Enunciado da tarefa
Por favor, transforme em uma lista numerada as linhas dos registros abaixo que vão da linha com "Teacher note: indicate the overcast" até o fim dos registros, incluindo ambas as pontas. Deixe de fora as linhas em branco.

::::::::

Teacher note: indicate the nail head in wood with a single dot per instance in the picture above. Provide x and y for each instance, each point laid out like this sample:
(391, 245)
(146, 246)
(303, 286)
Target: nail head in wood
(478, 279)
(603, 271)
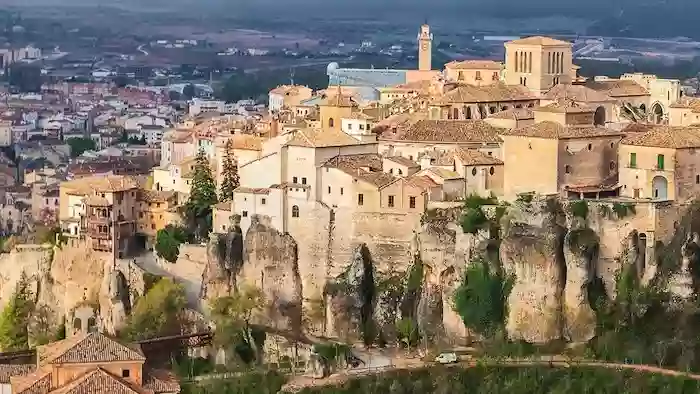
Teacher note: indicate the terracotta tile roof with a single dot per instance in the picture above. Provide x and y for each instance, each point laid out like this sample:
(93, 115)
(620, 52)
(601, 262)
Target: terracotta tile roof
(514, 113)
(692, 103)
(577, 93)
(538, 40)
(554, 130)
(473, 157)
(404, 161)
(97, 201)
(618, 87)
(674, 137)
(252, 190)
(365, 167)
(37, 382)
(316, 138)
(87, 348)
(155, 196)
(160, 381)
(446, 131)
(422, 181)
(444, 173)
(99, 381)
(103, 184)
(9, 370)
(497, 92)
(474, 65)
(565, 106)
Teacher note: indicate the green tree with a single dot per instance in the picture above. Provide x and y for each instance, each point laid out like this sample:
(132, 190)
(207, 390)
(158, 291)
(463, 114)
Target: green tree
(168, 241)
(14, 321)
(229, 172)
(158, 313)
(481, 299)
(80, 145)
(198, 208)
(232, 316)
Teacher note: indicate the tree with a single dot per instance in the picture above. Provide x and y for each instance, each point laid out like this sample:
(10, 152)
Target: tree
(198, 208)
(14, 320)
(168, 241)
(482, 297)
(79, 145)
(232, 316)
(229, 173)
(158, 313)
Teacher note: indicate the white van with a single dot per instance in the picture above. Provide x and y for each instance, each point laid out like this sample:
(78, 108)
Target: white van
(446, 358)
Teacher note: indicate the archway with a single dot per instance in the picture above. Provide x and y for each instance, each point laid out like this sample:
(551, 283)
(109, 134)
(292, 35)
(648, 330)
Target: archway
(599, 116)
(659, 187)
(657, 113)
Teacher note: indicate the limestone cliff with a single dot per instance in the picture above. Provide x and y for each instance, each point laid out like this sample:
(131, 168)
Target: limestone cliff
(270, 262)
(580, 255)
(531, 251)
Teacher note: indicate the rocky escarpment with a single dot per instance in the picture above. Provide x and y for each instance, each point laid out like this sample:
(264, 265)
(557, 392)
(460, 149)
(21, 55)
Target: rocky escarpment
(531, 253)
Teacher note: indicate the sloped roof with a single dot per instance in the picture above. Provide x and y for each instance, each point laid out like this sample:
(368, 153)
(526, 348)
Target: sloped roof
(87, 348)
(674, 137)
(474, 65)
(576, 92)
(539, 40)
(514, 113)
(316, 138)
(618, 87)
(446, 131)
(99, 381)
(498, 91)
(554, 130)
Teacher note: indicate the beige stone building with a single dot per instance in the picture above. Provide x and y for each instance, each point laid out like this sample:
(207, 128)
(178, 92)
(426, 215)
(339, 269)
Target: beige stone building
(474, 72)
(413, 140)
(563, 150)
(661, 164)
(538, 63)
(103, 210)
(463, 101)
(90, 363)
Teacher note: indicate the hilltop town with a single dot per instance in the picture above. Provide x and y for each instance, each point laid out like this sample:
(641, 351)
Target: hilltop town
(351, 217)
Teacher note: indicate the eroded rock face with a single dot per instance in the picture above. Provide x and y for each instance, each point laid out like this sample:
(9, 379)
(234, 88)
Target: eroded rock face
(580, 254)
(531, 251)
(270, 263)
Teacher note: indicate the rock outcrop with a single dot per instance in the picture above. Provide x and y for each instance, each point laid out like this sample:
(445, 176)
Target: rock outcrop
(580, 255)
(531, 251)
(270, 262)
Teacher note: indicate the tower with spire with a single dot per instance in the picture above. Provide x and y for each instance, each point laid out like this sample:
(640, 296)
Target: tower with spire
(425, 47)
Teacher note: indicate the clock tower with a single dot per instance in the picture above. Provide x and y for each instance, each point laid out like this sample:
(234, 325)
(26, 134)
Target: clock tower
(425, 47)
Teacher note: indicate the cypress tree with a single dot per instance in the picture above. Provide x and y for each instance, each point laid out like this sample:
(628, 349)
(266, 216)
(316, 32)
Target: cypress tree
(229, 172)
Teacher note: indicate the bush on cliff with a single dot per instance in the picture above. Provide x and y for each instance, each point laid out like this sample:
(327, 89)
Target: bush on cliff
(158, 313)
(481, 300)
(14, 321)
(168, 241)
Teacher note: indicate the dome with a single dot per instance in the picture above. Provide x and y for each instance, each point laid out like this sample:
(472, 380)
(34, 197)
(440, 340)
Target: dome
(332, 67)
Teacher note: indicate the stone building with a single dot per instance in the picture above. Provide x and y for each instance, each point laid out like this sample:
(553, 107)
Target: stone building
(562, 150)
(661, 164)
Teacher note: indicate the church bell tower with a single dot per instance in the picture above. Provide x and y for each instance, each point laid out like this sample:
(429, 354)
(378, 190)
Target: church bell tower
(425, 47)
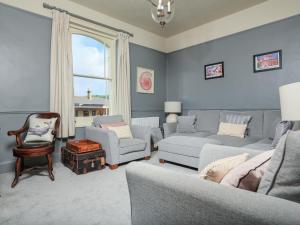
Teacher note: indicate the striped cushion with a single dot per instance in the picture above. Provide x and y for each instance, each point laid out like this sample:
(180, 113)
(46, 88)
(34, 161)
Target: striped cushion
(238, 118)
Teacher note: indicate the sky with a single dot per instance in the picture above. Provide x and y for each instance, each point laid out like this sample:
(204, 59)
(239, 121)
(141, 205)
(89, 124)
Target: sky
(88, 59)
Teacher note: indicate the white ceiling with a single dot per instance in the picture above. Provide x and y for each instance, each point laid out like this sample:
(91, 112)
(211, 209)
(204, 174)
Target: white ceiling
(188, 13)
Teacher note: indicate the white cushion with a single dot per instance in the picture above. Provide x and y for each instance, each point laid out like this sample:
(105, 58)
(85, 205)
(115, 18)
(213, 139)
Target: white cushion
(232, 129)
(40, 129)
(121, 131)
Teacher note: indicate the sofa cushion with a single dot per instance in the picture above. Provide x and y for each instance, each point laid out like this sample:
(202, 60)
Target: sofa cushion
(131, 145)
(183, 145)
(271, 119)
(282, 176)
(255, 126)
(206, 120)
(264, 144)
(195, 134)
(233, 141)
(186, 124)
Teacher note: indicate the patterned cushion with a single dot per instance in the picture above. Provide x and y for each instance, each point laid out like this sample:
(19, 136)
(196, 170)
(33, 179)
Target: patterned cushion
(238, 118)
(40, 130)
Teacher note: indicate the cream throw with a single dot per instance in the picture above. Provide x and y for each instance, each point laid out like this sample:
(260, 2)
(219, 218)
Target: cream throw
(232, 129)
(61, 74)
(216, 170)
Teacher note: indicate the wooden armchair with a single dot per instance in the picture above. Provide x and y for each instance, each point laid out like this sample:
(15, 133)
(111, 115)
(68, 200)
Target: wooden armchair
(33, 149)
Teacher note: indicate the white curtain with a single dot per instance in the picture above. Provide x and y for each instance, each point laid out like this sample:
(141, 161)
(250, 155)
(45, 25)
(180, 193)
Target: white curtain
(61, 73)
(122, 99)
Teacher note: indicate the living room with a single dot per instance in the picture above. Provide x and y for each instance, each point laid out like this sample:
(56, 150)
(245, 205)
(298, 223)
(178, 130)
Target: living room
(149, 112)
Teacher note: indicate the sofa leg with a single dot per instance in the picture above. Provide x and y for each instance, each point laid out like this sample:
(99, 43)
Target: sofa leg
(162, 161)
(113, 167)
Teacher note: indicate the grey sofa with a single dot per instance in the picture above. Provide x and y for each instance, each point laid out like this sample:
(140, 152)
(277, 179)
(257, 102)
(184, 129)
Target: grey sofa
(163, 197)
(184, 148)
(123, 150)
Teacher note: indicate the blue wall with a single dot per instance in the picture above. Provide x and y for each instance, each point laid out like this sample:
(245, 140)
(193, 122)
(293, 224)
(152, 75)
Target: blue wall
(241, 88)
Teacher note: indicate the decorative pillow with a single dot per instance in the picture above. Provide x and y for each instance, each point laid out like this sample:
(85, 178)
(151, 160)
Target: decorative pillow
(122, 131)
(248, 174)
(281, 128)
(216, 170)
(40, 130)
(237, 119)
(117, 124)
(282, 176)
(186, 124)
(231, 129)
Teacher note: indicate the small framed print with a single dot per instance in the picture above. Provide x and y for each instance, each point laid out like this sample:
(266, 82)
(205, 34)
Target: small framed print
(213, 71)
(145, 81)
(267, 61)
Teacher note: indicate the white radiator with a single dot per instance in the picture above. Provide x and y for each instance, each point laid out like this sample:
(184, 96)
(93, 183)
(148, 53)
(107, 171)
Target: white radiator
(146, 121)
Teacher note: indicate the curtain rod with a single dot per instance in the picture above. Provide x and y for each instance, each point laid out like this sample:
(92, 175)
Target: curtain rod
(47, 6)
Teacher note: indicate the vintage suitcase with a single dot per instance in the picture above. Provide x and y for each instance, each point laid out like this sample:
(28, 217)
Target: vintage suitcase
(82, 163)
(82, 146)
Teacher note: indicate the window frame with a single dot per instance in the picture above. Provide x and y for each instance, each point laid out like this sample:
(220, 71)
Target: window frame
(107, 40)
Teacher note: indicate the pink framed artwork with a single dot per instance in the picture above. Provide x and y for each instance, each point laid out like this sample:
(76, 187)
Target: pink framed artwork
(145, 80)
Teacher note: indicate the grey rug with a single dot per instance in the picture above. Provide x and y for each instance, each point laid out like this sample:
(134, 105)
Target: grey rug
(99, 197)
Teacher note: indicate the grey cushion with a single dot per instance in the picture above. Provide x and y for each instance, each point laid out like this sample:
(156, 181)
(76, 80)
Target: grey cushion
(237, 119)
(262, 145)
(282, 176)
(206, 120)
(98, 120)
(233, 141)
(188, 146)
(195, 134)
(131, 145)
(281, 128)
(186, 124)
(255, 125)
(271, 118)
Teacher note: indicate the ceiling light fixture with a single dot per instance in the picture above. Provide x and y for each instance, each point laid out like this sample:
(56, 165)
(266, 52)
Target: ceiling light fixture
(162, 11)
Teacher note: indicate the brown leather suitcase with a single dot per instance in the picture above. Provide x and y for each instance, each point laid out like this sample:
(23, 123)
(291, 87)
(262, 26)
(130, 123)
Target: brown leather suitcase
(82, 146)
(82, 163)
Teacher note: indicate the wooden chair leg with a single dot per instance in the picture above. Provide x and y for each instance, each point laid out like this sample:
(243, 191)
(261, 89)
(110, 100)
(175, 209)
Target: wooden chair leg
(50, 166)
(113, 167)
(162, 161)
(17, 172)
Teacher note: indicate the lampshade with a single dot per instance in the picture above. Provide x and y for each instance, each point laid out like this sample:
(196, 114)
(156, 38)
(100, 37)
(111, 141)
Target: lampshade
(290, 102)
(172, 107)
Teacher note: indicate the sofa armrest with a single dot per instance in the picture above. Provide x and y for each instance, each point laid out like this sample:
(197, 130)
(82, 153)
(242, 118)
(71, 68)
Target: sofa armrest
(169, 128)
(161, 196)
(108, 140)
(143, 132)
(211, 152)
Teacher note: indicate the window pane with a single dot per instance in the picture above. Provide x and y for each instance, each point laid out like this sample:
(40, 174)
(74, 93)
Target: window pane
(88, 56)
(91, 96)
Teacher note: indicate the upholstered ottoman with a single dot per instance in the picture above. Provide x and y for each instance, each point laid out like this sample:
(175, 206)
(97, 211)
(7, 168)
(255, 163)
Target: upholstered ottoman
(182, 149)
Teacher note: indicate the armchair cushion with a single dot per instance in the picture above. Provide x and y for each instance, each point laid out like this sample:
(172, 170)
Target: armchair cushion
(40, 129)
(131, 145)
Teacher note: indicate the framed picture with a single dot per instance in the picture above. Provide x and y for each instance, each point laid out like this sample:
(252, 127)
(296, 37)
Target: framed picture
(215, 70)
(267, 61)
(145, 80)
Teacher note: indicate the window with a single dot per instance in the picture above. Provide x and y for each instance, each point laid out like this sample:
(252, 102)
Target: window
(92, 70)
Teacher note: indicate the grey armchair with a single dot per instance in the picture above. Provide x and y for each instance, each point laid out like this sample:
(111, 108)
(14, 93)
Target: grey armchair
(121, 150)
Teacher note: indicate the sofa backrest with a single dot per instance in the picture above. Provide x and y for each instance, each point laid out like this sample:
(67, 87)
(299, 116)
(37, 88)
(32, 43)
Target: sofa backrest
(262, 124)
(207, 120)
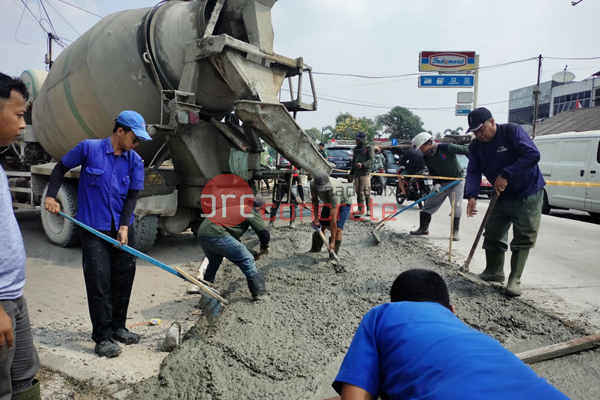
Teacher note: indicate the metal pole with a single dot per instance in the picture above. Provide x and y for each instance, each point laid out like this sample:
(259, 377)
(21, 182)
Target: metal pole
(476, 82)
(451, 227)
(536, 95)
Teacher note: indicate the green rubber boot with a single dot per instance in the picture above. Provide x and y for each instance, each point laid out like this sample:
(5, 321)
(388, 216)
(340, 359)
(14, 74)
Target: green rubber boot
(494, 267)
(338, 244)
(317, 244)
(33, 393)
(517, 264)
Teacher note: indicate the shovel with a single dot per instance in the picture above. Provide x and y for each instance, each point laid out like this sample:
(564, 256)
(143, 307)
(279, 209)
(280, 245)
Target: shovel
(212, 303)
(375, 232)
(464, 270)
(331, 252)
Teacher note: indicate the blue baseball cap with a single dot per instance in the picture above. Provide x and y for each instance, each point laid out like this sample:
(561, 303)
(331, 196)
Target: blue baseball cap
(136, 122)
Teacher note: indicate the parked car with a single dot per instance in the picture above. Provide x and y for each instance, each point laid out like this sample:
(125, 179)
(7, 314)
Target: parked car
(341, 156)
(486, 188)
(571, 157)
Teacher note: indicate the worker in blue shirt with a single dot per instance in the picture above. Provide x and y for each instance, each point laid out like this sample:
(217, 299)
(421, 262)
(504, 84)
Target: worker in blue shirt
(507, 156)
(111, 176)
(416, 348)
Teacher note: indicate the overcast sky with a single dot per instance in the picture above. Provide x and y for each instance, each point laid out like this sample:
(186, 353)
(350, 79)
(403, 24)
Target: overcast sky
(374, 37)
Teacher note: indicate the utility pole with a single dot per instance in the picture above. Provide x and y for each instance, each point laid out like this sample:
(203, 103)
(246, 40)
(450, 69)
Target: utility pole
(476, 82)
(536, 96)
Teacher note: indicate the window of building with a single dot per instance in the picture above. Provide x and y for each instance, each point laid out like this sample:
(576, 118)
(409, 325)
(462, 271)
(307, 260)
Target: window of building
(569, 101)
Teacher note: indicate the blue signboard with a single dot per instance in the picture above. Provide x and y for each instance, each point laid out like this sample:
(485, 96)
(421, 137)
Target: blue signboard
(446, 81)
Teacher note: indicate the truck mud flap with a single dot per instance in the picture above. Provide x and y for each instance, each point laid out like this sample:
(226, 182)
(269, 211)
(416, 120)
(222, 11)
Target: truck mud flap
(274, 124)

::::::::

Resposta escrita
1. Teacher note: indicate the overcast sky with a single dot per instance in the picture above. Provide x and y for each instance, each point laid out like this sample:
2. (186, 353)
3. (350, 79)
4. (403, 24)
5. Target: overcast sky
6. (374, 37)
7. Teacher note: indicate the utility pole with a single dot per instance in the picture above. Provide x and y for each instance, each point laid out like this sample:
8. (203, 103)
9. (246, 40)
10. (450, 69)
11. Target: utility pole
12. (476, 82)
13. (536, 96)
14. Teacher note: indicate the window of building with a single dot per instance in the picture above. Provide x and y for each instance, each point laid out like this sample:
15. (576, 118)
16. (409, 325)
17. (462, 271)
18. (307, 260)
19. Target: window of building
20. (569, 101)
21. Teacher note: indicate the blue signboard with a single dot per instance in the picture above. Provide x and y for each instance, each point laid out like this sample:
22. (485, 96)
23. (421, 137)
24. Target: blue signboard
25. (446, 81)
26. Teacher note: indicate the truck mud flap with a single dot per instance in the picture above. Provide x and y for each instance, each point laid out like this sample:
27. (226, 182)
28. (269, 211)
29. (416, 120)
30. (222, 11)
31. Target: truck mud flap
32. (274, 124)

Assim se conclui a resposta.